WHAT TO DO
How many lines below include the string "cave"? State the number alone.

ENTRIES SHOWN

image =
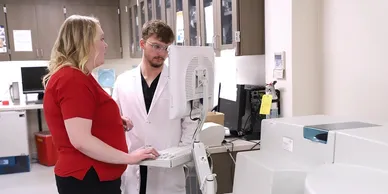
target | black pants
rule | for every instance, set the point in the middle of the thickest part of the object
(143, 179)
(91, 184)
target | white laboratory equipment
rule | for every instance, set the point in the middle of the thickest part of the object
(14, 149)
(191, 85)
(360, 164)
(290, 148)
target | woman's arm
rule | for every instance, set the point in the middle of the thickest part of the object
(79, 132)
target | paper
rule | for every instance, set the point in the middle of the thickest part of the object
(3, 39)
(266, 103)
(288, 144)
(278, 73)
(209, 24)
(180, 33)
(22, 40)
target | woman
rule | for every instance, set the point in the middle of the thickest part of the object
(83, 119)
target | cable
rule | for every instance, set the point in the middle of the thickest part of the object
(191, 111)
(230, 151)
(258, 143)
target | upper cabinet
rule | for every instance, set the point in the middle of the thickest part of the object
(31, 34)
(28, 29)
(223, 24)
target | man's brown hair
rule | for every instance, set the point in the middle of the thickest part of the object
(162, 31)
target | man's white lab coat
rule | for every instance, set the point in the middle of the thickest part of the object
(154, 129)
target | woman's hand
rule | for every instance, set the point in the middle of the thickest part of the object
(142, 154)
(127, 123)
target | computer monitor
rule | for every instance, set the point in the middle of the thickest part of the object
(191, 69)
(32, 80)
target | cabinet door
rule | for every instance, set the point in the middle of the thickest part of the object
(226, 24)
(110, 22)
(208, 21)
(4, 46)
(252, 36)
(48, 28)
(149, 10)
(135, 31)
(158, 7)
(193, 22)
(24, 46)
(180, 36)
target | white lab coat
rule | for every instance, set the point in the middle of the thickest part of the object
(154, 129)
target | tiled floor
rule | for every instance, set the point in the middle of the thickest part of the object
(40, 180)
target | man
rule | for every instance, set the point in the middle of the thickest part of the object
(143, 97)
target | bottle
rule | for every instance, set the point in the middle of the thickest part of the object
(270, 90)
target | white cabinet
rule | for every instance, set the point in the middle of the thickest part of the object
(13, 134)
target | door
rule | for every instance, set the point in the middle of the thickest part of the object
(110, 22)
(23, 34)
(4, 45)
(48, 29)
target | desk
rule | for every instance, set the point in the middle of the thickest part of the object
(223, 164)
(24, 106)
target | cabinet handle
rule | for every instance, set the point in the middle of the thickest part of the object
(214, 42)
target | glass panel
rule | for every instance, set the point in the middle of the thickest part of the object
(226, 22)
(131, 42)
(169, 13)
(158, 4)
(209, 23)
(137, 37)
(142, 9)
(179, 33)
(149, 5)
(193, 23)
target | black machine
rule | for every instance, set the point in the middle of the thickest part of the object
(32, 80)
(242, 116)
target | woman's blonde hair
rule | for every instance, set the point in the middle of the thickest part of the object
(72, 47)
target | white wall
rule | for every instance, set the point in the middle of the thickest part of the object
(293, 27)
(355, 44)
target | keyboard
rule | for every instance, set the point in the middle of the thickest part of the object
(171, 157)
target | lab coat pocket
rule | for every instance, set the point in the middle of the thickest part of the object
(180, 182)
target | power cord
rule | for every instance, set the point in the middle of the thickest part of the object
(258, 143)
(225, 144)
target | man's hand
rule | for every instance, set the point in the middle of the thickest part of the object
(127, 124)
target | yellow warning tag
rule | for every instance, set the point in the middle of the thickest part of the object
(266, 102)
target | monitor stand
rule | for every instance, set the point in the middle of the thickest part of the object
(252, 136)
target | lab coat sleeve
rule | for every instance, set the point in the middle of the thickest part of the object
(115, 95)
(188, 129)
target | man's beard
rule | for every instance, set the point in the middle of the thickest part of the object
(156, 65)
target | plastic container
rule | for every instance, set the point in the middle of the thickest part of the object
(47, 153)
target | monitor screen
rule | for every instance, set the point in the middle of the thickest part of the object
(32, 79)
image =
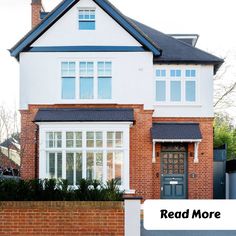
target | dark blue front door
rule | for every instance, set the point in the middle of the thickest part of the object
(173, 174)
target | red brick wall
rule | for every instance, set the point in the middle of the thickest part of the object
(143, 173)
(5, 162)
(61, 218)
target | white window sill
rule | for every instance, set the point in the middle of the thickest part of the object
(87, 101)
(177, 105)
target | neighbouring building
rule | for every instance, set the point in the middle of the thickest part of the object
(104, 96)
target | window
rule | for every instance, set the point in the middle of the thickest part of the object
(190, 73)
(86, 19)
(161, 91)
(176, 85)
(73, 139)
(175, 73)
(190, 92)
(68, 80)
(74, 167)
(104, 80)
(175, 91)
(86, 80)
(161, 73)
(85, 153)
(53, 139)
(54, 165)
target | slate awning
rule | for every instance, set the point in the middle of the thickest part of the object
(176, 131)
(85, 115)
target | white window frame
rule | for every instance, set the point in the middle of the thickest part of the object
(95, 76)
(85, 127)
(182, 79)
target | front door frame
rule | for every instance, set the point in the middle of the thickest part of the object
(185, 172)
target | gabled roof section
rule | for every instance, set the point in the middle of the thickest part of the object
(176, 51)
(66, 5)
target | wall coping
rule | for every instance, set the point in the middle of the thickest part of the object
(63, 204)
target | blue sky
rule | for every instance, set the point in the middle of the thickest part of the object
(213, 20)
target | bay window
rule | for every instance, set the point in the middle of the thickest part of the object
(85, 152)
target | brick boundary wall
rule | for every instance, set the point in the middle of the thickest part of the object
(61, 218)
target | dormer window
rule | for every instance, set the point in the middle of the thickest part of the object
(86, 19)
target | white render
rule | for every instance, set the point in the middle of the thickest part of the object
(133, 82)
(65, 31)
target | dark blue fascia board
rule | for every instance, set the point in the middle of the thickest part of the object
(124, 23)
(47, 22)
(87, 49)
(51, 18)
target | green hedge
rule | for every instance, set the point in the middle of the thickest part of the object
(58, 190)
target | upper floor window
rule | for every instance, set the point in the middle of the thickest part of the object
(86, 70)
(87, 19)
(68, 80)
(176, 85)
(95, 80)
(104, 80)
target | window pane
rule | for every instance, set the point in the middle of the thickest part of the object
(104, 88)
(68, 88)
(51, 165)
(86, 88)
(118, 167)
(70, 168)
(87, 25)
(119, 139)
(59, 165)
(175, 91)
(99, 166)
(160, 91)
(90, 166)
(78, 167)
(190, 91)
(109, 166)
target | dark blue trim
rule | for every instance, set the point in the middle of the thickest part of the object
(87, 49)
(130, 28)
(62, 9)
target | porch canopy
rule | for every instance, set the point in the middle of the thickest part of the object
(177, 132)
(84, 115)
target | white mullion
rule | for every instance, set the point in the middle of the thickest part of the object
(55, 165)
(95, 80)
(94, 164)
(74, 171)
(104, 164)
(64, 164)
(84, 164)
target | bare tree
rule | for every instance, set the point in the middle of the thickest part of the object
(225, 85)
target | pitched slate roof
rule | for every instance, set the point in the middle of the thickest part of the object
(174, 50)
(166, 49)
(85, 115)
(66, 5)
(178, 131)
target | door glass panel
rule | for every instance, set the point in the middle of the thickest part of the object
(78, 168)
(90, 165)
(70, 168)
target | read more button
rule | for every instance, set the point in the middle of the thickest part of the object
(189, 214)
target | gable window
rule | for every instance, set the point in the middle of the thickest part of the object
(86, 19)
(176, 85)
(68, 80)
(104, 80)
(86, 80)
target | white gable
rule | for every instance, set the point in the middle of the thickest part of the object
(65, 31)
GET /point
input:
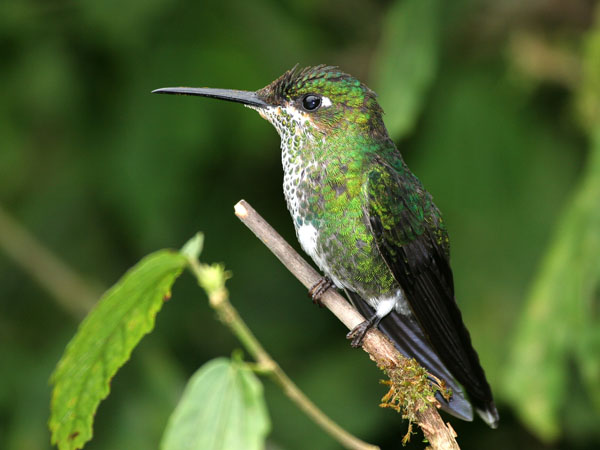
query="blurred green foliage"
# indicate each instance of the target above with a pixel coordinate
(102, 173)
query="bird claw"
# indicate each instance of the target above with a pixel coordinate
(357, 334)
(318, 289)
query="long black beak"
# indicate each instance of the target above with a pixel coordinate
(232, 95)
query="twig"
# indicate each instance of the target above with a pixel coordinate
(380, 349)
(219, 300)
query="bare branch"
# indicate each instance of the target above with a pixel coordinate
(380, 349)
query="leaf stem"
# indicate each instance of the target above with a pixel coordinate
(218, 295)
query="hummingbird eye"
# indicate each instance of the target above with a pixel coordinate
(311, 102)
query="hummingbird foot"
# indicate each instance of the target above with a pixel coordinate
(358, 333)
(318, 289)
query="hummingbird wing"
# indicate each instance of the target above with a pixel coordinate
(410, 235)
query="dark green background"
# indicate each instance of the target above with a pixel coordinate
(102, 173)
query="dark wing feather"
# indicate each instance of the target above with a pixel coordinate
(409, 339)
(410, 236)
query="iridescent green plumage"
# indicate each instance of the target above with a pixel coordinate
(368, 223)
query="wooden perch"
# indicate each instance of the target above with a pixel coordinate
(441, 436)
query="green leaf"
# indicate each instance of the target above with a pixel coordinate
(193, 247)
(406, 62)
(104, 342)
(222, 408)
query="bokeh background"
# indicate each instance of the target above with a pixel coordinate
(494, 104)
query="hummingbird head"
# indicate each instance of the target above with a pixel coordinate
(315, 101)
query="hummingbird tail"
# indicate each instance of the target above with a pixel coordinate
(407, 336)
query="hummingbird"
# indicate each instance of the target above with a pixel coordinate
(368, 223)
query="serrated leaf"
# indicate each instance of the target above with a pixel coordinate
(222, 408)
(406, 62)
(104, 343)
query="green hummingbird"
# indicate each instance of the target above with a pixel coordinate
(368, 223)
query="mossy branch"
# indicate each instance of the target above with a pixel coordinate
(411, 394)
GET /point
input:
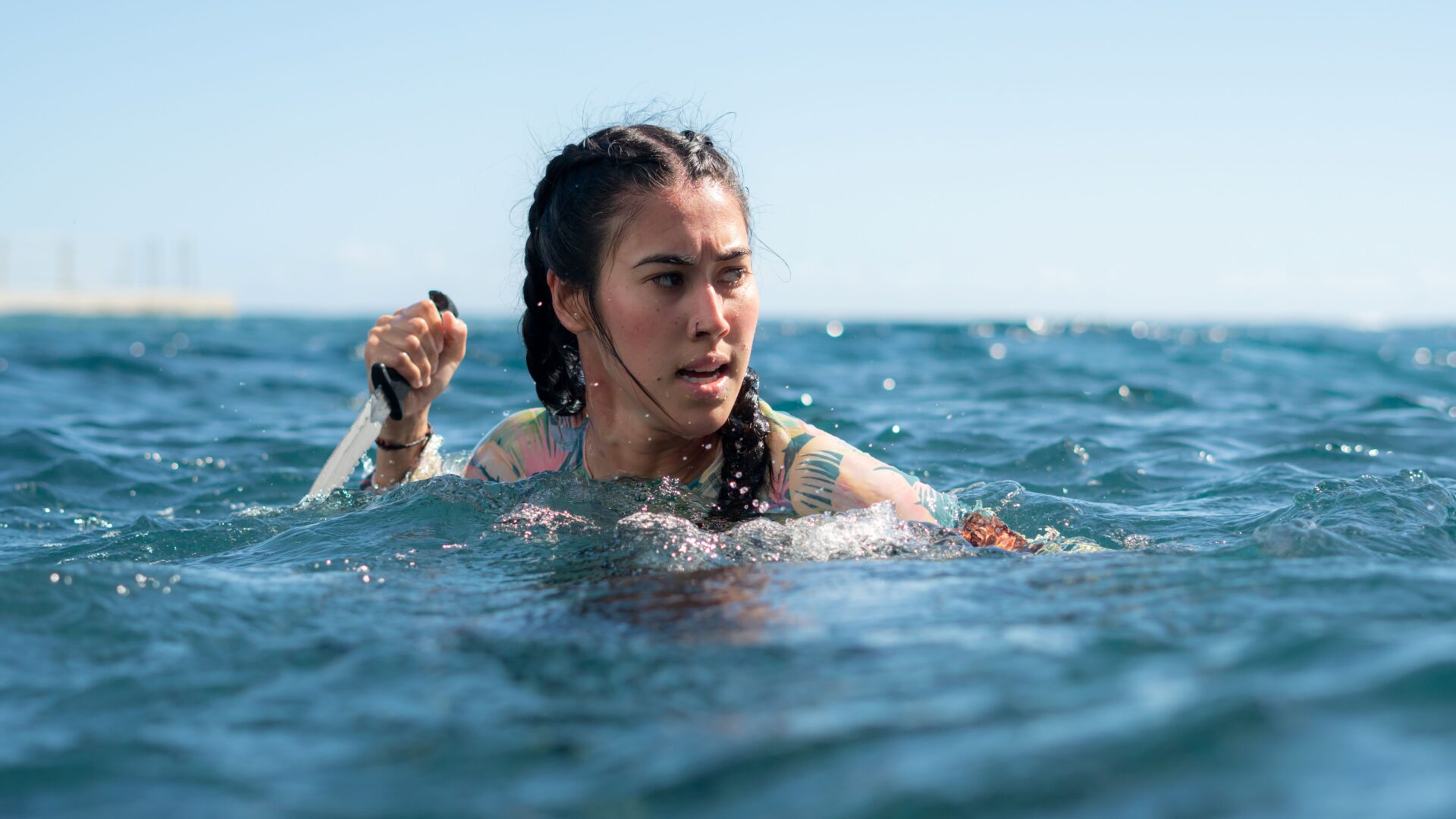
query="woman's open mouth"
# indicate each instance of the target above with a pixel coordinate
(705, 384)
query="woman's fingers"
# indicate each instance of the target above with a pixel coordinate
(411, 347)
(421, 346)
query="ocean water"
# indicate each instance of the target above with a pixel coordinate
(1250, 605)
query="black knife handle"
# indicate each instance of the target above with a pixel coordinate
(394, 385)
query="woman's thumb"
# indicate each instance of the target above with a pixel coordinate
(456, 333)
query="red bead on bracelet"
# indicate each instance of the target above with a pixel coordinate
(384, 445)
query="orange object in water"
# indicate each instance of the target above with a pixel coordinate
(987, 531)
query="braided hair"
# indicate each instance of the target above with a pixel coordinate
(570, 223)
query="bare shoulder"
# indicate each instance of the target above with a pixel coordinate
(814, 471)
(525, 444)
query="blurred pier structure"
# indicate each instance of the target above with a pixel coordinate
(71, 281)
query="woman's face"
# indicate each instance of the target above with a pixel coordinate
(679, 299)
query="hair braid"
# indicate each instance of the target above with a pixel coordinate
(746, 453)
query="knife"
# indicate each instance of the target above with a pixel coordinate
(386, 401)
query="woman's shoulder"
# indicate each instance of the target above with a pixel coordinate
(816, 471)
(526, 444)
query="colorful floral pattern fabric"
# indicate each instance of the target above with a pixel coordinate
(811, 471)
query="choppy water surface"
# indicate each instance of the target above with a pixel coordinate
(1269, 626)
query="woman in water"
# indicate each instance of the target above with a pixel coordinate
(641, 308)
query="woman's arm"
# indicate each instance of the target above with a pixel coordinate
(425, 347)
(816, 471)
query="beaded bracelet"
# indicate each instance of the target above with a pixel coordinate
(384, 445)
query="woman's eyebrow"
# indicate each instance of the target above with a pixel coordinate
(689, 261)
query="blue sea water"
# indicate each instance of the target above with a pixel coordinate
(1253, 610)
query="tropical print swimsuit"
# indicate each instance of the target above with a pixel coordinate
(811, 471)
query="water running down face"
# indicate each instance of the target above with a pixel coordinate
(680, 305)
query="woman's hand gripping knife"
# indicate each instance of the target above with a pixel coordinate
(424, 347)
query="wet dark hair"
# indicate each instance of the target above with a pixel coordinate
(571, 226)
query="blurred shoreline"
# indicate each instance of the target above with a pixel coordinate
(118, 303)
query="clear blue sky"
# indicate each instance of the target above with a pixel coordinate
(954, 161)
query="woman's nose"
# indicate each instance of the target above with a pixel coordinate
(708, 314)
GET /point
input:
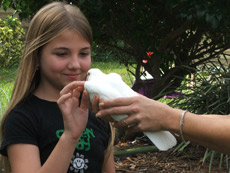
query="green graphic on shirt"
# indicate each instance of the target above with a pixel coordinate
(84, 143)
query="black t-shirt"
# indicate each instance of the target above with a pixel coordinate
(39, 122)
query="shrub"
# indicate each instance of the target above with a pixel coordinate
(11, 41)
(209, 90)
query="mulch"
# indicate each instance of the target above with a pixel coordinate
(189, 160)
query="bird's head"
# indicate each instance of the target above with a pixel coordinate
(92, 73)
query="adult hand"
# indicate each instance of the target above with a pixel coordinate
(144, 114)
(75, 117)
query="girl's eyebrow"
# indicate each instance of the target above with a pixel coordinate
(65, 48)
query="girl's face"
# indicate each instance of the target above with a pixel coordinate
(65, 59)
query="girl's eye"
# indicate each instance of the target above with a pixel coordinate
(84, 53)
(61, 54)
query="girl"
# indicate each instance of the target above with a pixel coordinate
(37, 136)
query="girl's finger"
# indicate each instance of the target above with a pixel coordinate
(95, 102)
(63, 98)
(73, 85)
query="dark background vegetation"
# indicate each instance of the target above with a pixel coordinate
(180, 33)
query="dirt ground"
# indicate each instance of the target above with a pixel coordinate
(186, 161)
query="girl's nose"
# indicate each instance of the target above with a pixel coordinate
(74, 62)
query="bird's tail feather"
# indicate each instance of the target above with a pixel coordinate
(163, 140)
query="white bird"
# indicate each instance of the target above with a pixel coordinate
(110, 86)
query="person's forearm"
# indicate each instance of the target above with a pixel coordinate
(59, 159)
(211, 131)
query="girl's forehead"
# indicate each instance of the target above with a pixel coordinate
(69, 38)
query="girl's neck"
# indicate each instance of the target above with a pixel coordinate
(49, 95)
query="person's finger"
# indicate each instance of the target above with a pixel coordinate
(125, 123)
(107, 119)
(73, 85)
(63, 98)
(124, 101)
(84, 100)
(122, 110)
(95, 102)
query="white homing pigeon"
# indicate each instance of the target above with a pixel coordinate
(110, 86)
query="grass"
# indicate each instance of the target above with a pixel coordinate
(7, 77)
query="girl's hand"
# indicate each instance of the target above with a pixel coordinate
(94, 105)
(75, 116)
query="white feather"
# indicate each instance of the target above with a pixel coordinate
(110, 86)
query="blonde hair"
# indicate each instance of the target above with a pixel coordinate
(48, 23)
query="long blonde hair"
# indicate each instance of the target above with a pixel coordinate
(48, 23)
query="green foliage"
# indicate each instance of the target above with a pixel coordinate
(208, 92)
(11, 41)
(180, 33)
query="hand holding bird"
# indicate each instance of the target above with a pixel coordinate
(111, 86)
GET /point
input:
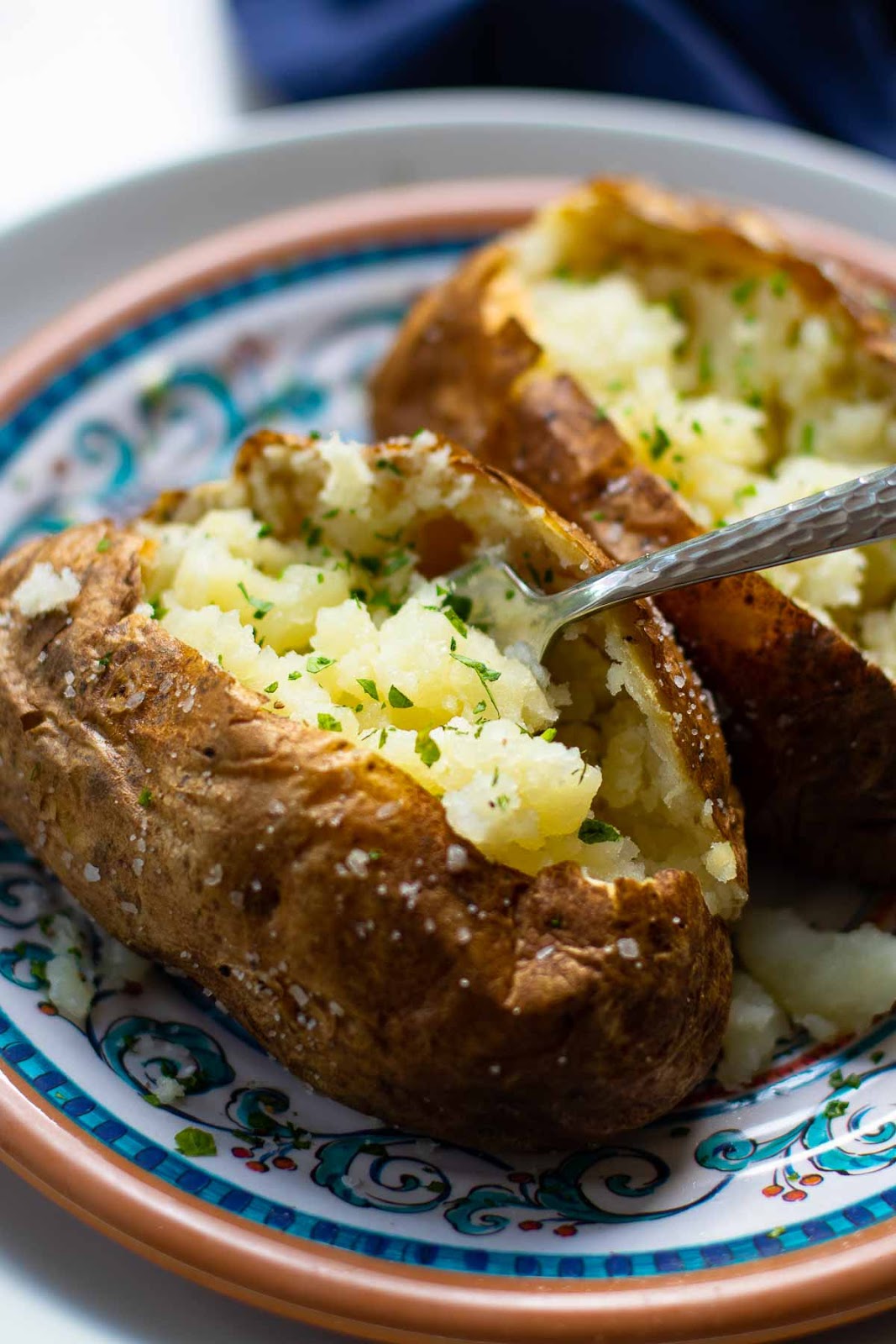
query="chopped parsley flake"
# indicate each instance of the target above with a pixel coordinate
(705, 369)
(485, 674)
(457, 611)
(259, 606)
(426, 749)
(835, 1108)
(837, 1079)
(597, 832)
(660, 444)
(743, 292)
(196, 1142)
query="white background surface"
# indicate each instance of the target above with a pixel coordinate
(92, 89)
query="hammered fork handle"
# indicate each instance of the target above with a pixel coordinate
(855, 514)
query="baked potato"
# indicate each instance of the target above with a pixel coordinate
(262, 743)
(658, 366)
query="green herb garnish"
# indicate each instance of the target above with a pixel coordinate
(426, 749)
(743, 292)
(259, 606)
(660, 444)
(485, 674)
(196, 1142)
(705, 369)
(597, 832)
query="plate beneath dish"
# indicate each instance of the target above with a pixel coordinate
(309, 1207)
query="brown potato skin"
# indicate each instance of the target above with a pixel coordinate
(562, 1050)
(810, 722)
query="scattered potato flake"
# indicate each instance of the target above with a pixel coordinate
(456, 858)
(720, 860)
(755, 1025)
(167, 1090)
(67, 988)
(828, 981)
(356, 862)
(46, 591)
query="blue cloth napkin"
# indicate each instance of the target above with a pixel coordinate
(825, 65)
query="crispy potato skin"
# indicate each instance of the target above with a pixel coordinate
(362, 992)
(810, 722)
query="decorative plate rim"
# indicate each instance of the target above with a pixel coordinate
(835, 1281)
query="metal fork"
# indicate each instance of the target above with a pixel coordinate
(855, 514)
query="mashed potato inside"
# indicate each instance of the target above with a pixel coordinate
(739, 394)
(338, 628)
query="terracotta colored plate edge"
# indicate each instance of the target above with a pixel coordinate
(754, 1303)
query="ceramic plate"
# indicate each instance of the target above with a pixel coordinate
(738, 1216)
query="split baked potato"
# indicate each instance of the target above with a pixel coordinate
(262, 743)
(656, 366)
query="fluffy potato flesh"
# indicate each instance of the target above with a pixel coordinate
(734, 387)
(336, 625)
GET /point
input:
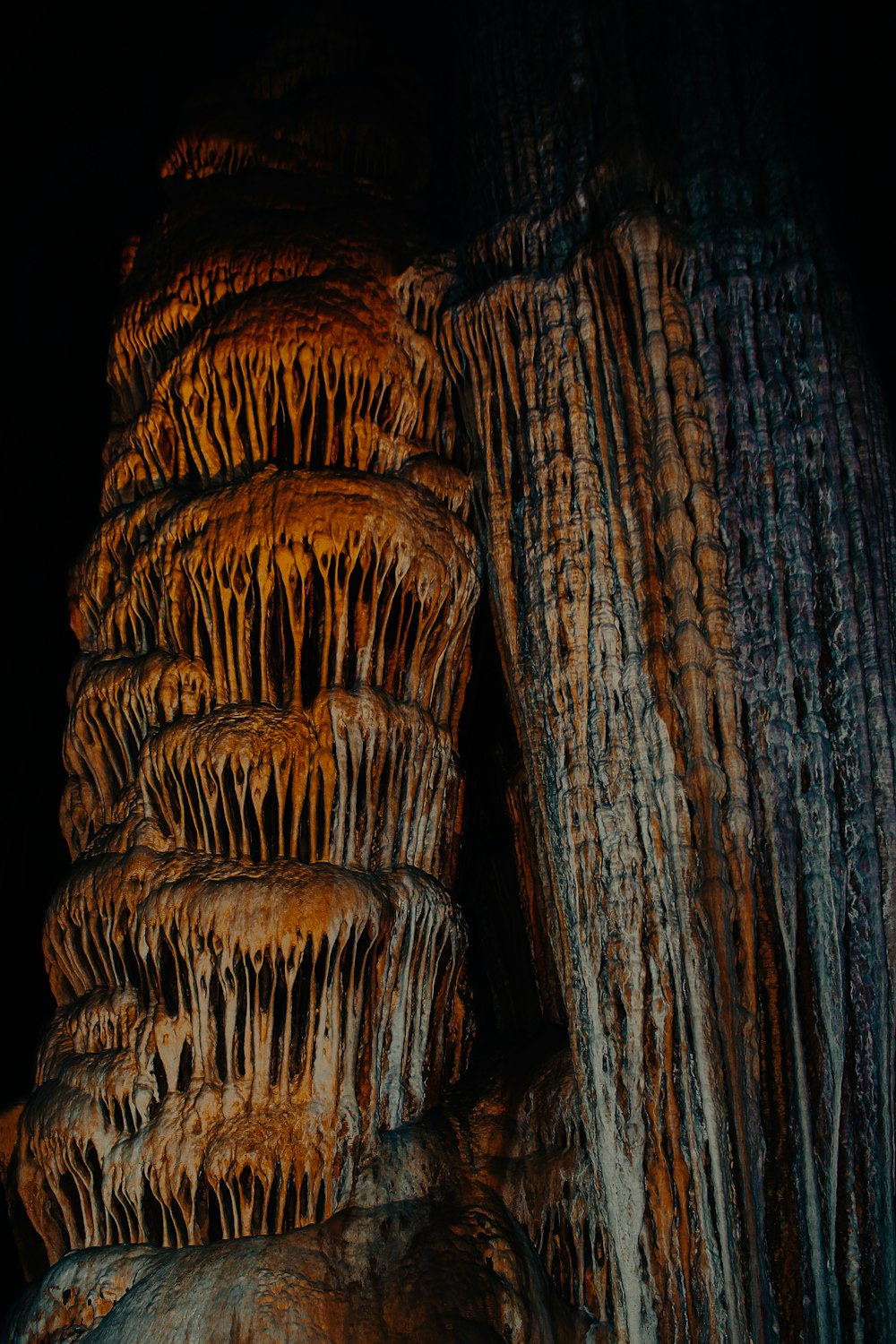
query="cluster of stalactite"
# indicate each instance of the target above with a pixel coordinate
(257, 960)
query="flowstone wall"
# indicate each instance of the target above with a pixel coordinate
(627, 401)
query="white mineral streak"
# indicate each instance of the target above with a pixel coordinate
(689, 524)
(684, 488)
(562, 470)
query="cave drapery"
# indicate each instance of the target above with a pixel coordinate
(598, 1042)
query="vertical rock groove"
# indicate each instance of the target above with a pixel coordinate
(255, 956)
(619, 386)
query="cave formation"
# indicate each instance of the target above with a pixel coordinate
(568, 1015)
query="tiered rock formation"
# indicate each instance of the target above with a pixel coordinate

RESULT FOR THIS EXERCISE
2